Стать Теодором. От ребенка войны до профессора-визионера - Теодор Шанин
Несколькими днями позже у меня появился преподаватель нашего Центра — Джефф — и сказал: «Я не был твоим супервайзером, Теодор, но в Центре все необыкновенно расстроены тем, что происходит, и у меня есть предложение». — «Ты опять, как они, станешь меня уговаривать? Убирайся к черту!» Он: «Нет-нет, я предлагаю кое-что другое. Разреши мне переписать эту докторскую за тебя. Только есть одна проблема — я твой анализ и его статистические элементы не совсем понимаю, так что тебе придется проверить, насколько я не запутался, переписывая. В остальном перепишу, и это мне доставит удовольствие». И переписал. Потом я купил ему дюжину бутылок хорошего красного вина. Новый текст был отослан в диссертационный комитет, где был принят и утвержден без вопросов и без полной второй защиты. Я получил диплом, и этим все закончилось.
Годом позже мне сообщили, что Джефф покончил жизнь самоубийством. Академический мир — страшный мир, особенно если ты не вполне подходишь для этой работы, но и не имеешь в себе сил уйти. На наших демонстрациях против атомного оружия мы несли плакат за подписью Альберта Эйнштейна: «Если бы я знал, я стал бы часовщиком». Бывает так.

Письменное задание A: Перепишите из текста страницы фрагмент, начиная со слов «Стать Теодором. От» и заканчивая словами «этим все закончилось.».

Строки записей:
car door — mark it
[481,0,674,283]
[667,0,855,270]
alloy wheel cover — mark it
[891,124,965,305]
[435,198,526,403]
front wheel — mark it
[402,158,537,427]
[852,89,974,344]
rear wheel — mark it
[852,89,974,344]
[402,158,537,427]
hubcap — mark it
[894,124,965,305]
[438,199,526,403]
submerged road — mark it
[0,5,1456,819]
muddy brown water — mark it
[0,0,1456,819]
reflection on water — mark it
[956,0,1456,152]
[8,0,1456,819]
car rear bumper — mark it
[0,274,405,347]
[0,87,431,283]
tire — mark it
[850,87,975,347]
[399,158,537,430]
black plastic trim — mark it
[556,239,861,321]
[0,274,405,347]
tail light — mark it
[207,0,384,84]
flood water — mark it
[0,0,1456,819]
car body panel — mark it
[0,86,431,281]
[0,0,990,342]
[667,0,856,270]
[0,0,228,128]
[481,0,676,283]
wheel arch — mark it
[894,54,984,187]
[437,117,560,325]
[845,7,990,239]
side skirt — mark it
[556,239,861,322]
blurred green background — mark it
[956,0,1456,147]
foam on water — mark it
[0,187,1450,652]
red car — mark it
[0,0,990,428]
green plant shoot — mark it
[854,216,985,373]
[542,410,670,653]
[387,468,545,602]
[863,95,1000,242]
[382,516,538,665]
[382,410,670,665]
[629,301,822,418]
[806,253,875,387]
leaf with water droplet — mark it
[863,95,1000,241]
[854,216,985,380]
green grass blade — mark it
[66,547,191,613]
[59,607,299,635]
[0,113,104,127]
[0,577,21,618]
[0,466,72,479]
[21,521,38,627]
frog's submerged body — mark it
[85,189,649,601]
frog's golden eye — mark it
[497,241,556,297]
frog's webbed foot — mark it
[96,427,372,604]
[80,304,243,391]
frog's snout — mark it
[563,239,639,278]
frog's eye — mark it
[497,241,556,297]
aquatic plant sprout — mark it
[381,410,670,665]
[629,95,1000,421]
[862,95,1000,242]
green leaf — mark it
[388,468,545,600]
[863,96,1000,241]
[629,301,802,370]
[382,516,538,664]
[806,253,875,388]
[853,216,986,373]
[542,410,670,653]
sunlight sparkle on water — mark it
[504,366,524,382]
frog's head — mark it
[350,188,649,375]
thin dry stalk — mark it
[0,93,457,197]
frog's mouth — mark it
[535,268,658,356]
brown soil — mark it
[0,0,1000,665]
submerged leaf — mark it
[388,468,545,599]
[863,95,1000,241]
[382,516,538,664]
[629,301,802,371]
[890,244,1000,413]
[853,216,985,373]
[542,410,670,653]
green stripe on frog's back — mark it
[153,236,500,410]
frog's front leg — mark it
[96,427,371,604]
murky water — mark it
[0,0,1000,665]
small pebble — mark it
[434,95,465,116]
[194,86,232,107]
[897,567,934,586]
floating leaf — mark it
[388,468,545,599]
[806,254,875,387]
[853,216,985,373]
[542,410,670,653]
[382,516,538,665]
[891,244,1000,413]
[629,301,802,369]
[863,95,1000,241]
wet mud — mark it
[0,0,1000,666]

Письменное задание B: Приведите заново строки записей, начиная со строки с «green leaf — mark it» и до конца записей, заменив в них «mark it» на «outline it» и не меняя ничего другого.

Письменный ответ A:
Стать Теодором. От ребенка войны до профессора-визионера - Теодор Шанин
Несколькими днями позже у меня появился преподаватель нашего Центра — Джефф — и сказал: «Я не был твоим супервайзером, Теодор, но в Центре все необыкновенно расстроены тем, что происходит, и у меня есть предложение». — «Ты опять, как они, станешь меня уговаривать? Убирайся к черту!» Он: «Нет-нет, я предлагаю кое-что другое. Разреши мне переписать эту докторскую за тебя. Только есть одна проблема — я твой анализ и его статистические элементы не совсем понимаю, так что тебе придется проверить, насколько я не запутался, переписывая. В остальном перепишу, и это мне доставит удовольствие». И переписал. Потом я купил ему дюжину бутылок хорошего красного вина. Новый текст был отослан в диссертационный комитет, где был принят и утвержден без вопросов и без полной второй защиты. Я получил диплом, и этим все закончилось.

Письменный ответ B:
green leaf — outline it
[388,468,545,600]
[863,96,1000,241]
[629,301,802,370]
[382,516,538,664]
[806,253,875,388]
[853,216,986,373]
[542,410,670,653]
sunlight sparkle on water — outline it
[504,366,524,382]
frog's head — outline it
[350,188,649,375]
thin dry stalk — outline it
[0,93,457,197]
frog's mouth — outline it
[535,268,658,356]
brown soil — outline it
[0,0,1000,665]
submerged leaf — outline it
[388,468,545,599]
[863,95,1000,241]
[382,516,538,664]
[629,301,802,371]
[890,244,1000,413]
[853,216,985,373]
[542,410,670,653]
green stripe on frog's back — outline it
[153,236,500,410]
frog's front leg — outline it
[96,427,371,604]
murky water — outline it
[0,0,1000,665]
small pebble — outline it
[434,95,465,116]
[194,86,232,107]
[897,567,934,586]
floating leaf — outline it
[388,468,545,599]
[806,254,875,387]
[853,216,985,373]
[542,410,670,653]
[382,516,538,665]
[891,244,1000,413]
[629,301,802,369]
[863,95,1000,241]
wet mud — outline it
[0,0,1000,666]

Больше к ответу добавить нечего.